__PROBLEM TO SOLVE__
Without pictures, retype the following entries exactly.

DATASET CONTENT Start Marker

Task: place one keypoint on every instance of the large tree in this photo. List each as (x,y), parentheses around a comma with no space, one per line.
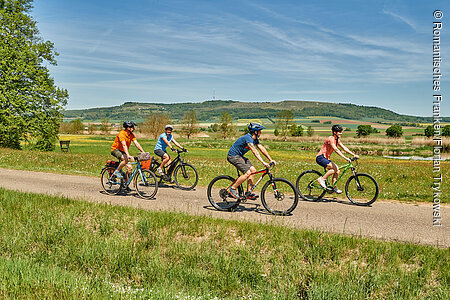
(30,104)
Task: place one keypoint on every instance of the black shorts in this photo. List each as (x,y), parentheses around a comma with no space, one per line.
(243,164)
(322,161)
(160,152)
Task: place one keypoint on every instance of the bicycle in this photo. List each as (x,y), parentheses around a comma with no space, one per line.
(361,188)
(282,201)
(145,181)
(184,174)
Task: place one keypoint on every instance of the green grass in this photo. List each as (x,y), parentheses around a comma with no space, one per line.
(53,247)
(398,179)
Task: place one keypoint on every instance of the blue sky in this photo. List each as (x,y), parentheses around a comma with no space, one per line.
(376,53)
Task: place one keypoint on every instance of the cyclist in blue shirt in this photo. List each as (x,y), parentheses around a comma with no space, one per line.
(236,157)
(164,140)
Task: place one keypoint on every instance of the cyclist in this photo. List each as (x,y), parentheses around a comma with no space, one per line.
(236,158)
(119,148)
(323,157)
(165,140)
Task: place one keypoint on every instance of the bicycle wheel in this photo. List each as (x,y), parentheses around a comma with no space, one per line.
(218,193)
(110,183)
(282,199)
(308,187)
(362,189)
(186,176)
(146,184)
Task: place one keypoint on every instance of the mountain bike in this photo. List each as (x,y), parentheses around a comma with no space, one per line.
(361,188)
(145,181)
(282,199)
(184,174)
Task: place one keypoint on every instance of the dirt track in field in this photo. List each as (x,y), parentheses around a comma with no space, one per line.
(387,220)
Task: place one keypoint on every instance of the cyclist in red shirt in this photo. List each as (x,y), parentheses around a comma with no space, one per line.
(323,157)
(119,148)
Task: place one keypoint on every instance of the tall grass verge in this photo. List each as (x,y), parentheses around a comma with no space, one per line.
(53,247)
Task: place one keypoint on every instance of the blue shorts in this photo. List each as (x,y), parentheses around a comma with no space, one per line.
(322,161)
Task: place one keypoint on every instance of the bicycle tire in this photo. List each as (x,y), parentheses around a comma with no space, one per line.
(187,172)
(307,186)
(218,195)
(146,185)
(283,200)
(369,189)
(110,183)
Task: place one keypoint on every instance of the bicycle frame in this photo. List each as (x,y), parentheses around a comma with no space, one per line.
(264,171)
(345,167)
(134,173)
(177,160)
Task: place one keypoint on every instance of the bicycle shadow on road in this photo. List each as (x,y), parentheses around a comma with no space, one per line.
(255,207)
(172,186)
(334,200)
(125,194)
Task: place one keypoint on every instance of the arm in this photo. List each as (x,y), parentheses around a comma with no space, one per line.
(257,155)
(177,144)
(136,143)
(347,150)
(125,148)
(264,151)
(167,142)
(338,151)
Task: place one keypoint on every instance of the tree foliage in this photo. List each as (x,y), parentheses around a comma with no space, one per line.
(284,121)
(394,131)
(190,124)
(30,103)
(155,123)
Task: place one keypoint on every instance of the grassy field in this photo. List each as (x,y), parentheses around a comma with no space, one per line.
(402,180)
(53,247)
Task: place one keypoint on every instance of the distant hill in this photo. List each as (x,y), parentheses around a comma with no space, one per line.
(211,110)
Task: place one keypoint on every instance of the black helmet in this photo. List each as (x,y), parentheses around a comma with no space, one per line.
(128,124)
(337,128)
(252,127)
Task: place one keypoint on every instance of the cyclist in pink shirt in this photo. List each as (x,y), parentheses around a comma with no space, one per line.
(323,157)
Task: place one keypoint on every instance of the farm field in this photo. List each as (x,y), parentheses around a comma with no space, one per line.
(403,180)
(55,247)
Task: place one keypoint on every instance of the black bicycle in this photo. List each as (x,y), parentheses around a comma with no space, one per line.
(145,181)
(361,188)
(185,176)
(282,199)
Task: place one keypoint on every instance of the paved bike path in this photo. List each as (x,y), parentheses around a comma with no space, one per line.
(384,220)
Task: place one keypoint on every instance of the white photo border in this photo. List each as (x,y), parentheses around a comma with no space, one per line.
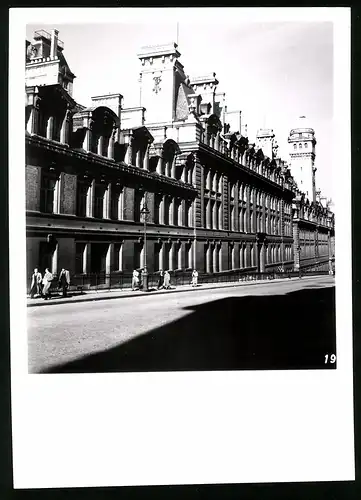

DATASET CONTENT End Marker

__WRITTEN ANSWER__
Task: place one keypoint on every instance of the large tree in this photo. List each as (x,y), parentheses around a comma with no space, one per line.
(30,104)
Task: place one keypoint on every instance of the black shorts in this photo. List each as (x,y), parentheses around a comma with no space, one per line.
(243,164)
(322,161)
(160,152)
Task: place one keypoint on every instance of the bicycle in this photo. List each as (x,y), parentheses around a comma with no space, one per line.
(361,188)
(282,201)
(145,181)
(184,174)
Task: place one keypoint on every instance of the green grass in this photo. List each as (x,y), parentheses around a comma with no space, one per line.
(53,247)
(398,179)
Task: place one keypoint on every instance of the blue sky in this photo. List each as (x,y), parentheses around a comma with no space, one per line.
(376,53)
Task: place one keypoint on every instance of the cyclist in blue shirt in this photo. List each as (x,y), parentheses around a comma with no space, one per line.
(236,157)
(164,140)
Task: place one keypoint on every instance of the cyclist in this photo. List each as (x,y), parentheses around a comma with no space, one per line.
(236,158)
(119,148)
(323,157)
(165,140)
Task: place one keypoint on every instance of the bicycle wheel in this photo. List each as (x,y), parentheses around a comma with no space, one per line.
(218,193)
(110,183)
(282,199)
(308,187)
(362,189)
(186,176)
(146,184)
Task: place one keypoint on every instance of the mountain bike in this photo. List each as (x,y), parentheses around a comma with no space, one per line.
(361,188)
(145,181)
(282,199)
(184,174)
Task: place one keypoint on every instance of the dirt track in field in this photo. List each as (x,y), parentheses around a comma with no space, one per line.
(387,220)
Task: place one keypoint on every instance of the cyclist in red shirt in this photo. List each as (x,y), parentheses around a comma with no space, one per line.
(323,157)
(119,148)
Task: place one keypoint on every instance of the tall grass verge in this photo. List each as (x,y), parentheses around a comma with no space, one per line.
(53,247)
Task: place one keypoint on every instance of the blue shorts in this photo. List each as (x,y), parentheses around a comma with no space, one per line.
(322,161)
Task: place one keypoint on every instance of the bicycle tire in this photo. List each as (x,y), parentheses around a comma with no space, one per line.
(187,172)
(307,186)
(218,195)
(146,185)
(283,200)
(369,189)
(110,183)
Task: place one keypoint on every instance of the bicycle frame in this photo. List each as (x,y), parentheses around a comma with no space, one per line.
(264,171)
(345,167)
(134,173)
(177,160)
Task: place one keypoint on every instance of the bicycle shadow on road in this photo. List each as (x,y), parentheses around a comma with no space, one per line.
(255,207)
(172,186)
(334,200)
(125,194)
Task: place one keypoint on every instance of the arm in this photo. List each as (x,y), parentheses around a comma with no space, one per line.
(257,155)
(177,144)
(136,143)
(347,150)
(125,148)
(264,151)
(167,142)
(338,151)
Task: place one keypoint on every instance of the tree foliage in this photo. List each as (x,y), parentheses around a comma with no space, one per line.
(284,121)
(394,131)
(190,124)
(30,103)
(155,123)
Task: place one keypoint on every instance of the grassy field in this photo. List each as (x,y), parentheses around a comma with no space, one per line.
(402,180)
(53,247)
Task: place one keypoint on every instance of the distant hill in this photo. List each as (x,y), parentheses around a comma with no space, one per line.
(211,110)
Task: place one keypoint on every instance of the black helmet in this photo. List each as (x,y), parentheses around a comma with no space, one per line.
(128,124)
(337,128)
(252,127)
Task: place one keypoint on every instance of the cyclist in pink shirt in this photo. List each as (x,y), parentheses around a comma with no space, one per line.
(323,157)
Task: place one keypoint on every instance of the farm field in this photo. List each as (x,y), parentheses around a comma with no space, one per line.
(403,180)
(55,247)
Task: place one keypoint on every instance of the black bicycle in this photo. List each as (x,y), parentheses around a comma with no space, one per line.
(145,181)
(361,188)
(185,176)
(282,199)
Task: place one keypoint on every instance of the paved bike path in this photo. List each as (x,y), parentheses around a comma with no space, one per line.
(384,220)
Task: place one keypoint on every instance of the white photo border in this photo. List each as (x,y), parentheses around a comma with no space, one per line.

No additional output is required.